** Opening PASSAGE FOR REVIEW block **
‘Everybody In This Process Is a Person’: Minnesota AG Keith Ellison Admits to Feeling ‘Bad’ for Disgraced Former Cop Derek Chauvin’s Guilty Verdict In the Death of George Floyd
Minnesota Attorney General Keith Ellison and a team of lawyers spent eleven months putting together a case to convict former Minneapolis officer Derek Chauvin for the murder of George Floyd.
Ellison, who, like many others, witnessed cops walk away as free men after the public beating of Rodney King in Los Angeles, was never certain his team would win. But they did.
“Gratitude, humility, followed by a certain sense of, I’ll say satisfaction. It’s what we were aiming for the whole time,” Ellison told “60 Minutes” on April 25 of his reaction to hearing the guilty verdict on April 20. Within ten hours of deliberation, a jury convicted Chauvin of second and third-degree murder, and second-degree manslaughter for the May 25, 2020 death of Floyd.
Minnesota Attorney General Keith Ellison (left), Former cop Derek Chauvin (right) CBS “60 Minutes” screenshot/Mugshot
Nine minutes of witness video shows Chauvin and his fellow officers’ encounter with Floyd, his arrest, and painful death as Chauvin kneeled on his neck before a crowd begging him to get up. Chauvin defiantly glared back at onlookers, hands in his pockets, as Floyd called out for his mother, repeatedly said “I can’t breathe,” and ultimately took his last breath.
People outraged by Chauvin’s role in Floyd’s death have crucified the former officer since viewing video footage of the lethal police encounter.
“I spent 16 years as a criminal defense lawyer. So, I will admit, I felt a little bad for the defendant,” Ellison said to host Scott Pelley in the interview CBS rebroadcast on June 20. “I think he deserved to be convicted. But he’s a human being.” That show of compassion is not be misconstrued as Ellison excusing Chauvin.
** Closing PASSAGE FOR REVIEW block **
** Opening DATA FOR REVIEW block **
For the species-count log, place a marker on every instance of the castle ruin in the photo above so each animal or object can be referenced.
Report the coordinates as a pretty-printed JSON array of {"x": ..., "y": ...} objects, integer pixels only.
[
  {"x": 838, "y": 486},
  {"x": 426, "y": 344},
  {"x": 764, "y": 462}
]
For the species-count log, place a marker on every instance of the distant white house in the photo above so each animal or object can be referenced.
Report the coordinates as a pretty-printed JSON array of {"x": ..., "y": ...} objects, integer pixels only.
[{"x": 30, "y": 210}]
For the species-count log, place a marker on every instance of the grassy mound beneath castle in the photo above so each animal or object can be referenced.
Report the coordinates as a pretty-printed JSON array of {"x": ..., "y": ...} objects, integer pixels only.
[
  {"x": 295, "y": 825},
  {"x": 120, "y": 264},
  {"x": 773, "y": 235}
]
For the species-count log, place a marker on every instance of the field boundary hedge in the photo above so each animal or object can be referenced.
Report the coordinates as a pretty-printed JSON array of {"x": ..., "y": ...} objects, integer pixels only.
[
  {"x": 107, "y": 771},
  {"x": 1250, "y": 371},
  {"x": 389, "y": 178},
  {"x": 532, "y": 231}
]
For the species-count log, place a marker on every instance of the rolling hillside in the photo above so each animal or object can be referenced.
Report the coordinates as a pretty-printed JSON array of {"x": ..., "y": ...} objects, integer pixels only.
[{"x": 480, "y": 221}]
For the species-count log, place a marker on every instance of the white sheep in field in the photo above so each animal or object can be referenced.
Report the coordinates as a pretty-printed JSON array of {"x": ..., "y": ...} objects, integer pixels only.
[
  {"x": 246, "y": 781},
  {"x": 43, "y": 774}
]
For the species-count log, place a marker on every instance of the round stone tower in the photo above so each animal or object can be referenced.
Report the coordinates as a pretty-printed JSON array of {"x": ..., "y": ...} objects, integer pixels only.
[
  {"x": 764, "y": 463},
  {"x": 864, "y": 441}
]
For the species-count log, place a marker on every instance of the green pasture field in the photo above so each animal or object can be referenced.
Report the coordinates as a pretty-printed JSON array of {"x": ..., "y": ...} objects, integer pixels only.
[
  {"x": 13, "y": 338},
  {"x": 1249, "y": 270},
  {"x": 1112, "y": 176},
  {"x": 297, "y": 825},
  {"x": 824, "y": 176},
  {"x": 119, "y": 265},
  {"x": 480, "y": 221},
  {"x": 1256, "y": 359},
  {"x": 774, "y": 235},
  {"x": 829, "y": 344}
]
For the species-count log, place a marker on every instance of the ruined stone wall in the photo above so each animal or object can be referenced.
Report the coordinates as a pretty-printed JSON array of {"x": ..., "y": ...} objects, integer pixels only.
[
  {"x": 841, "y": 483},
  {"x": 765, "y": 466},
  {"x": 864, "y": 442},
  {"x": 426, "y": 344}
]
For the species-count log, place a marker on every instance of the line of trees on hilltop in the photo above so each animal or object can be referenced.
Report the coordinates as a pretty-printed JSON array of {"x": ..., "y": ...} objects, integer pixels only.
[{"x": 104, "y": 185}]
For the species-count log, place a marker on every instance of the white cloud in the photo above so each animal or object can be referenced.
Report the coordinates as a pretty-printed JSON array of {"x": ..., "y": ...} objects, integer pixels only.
** Closing DATA FOR REVIEW block **
§ **WORK REQUEST 1**:
Using the article on Keith Ellison and the Chauvin verdict, decide whether each statement agrees with it: (a) the jury deliberated for more than ten hours before reaching its verdict; (b) Ellison spent 16 years as a criminal defense lawyer; (c) CBS rebroadcast the interview on June 20. For each, answer yes or no and quote the exact words from the article that decide it.
§ **WORK REQUEST 2**:
Resume the article on Keith Ellison and the Chauvin verdict, starting right after its last sentence.

§ **WRITTEN REPLY 1**:
(a) No: "Within ten hours of deliberation, a jury convicted Chauvin"
(b) Yes: "I spent 16 years as a criminal defense lawyer."
(c) Yes: "in the interview CBS rebroadcast on June 20"

§ **WRITTEN REPLY 2**:
“I’m not in any way wavering from my responsibility. But I hope we never forget that people who are defendants in our criminal justice system, that they’re human beings. They’re people. I mean, George Floyd was a human being. And so I’m not going to ever forget that everybody in this process is a person.”
The disgraced officer will be sentenced for his crimes Friday, June 25, at the Hennepin County Government Center. Chauvin’s defense team is seeking a new trial after suggesting explosive media coverage of Floyd’s death may have played a role in swaying the jurors’ guilty conviction. Prosecutors are seeking a 30-year sentence.
“I think it is important for the court to not go light or heavy,” said Ellison while weighing in on sentencing process. “I don’t know if it’s right for a judge to send a message through a sentence because the sentence should be tailored to the offense, tailored to the circumstances of the case. Look, the state never wanted revenge against Derek Chauvin. We just wanted accountability.”
Chauvin is the first officer in Minnesota state history to be convicted of murder.
The other former Minneapolis officers — Thomas Lane, J. Alexander Kueng and Tou Thao — each participated in restraining Floyd, who was already in handcuffs face down on the ground, will stand trial in March 2022.